# Data for the task
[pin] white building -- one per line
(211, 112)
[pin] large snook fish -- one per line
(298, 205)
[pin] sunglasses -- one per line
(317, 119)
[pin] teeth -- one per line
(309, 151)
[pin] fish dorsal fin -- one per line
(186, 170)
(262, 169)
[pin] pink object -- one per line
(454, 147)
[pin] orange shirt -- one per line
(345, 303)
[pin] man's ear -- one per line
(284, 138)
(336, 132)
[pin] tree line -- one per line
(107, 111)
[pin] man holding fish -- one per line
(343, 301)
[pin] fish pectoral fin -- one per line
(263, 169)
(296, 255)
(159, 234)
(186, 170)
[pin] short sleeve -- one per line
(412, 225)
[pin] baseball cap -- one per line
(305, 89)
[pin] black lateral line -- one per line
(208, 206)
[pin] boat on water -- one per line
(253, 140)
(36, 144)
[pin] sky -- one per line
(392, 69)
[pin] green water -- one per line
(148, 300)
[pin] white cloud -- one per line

# Short problem
Please rewrite every one of the records above, keeping each line in place, and shift each coordinate in the answers by adding 119 to both the x and y values.

# Task response
[pin] white building -- one per line
(330, 231)
[pin] large snook fish -- one per line
(417, 324)
[pin] sunglasses -- one per line
(436, 238)
[pin] teeth -- one per line
(428, 270)
[pin] fish dorsal fin -- one per line
(305, 289)
(381, 288)
[pin] pink object -- one per line
(573, 266)
[pin] orange shirt -- one per line
(464, 422)
[pin] man's ear -- one per line
(403, 257)
(455, 251)
[pin] tree line -- one per line
(226, 230)
[pin] man holding fish -- one per line
(462, 420)
[pin] fish pectoral fin -- one per line
(382, 288)
(415, 374)
(278, 353)
(305, 289)
[pin] short sleeve -- one per line
(531, 344)
[pin] baseball cap -- one per line
(424, 208)
[pin] black lateral line -- one per line
(327, 325)
[pin] boat on water -- one per line
(372, 259)
(155, 263)
[pin] sky -- one per line
(511, 188)
[pin] green water -- one per line
(267, 419)
[pin] white cloud -- one per line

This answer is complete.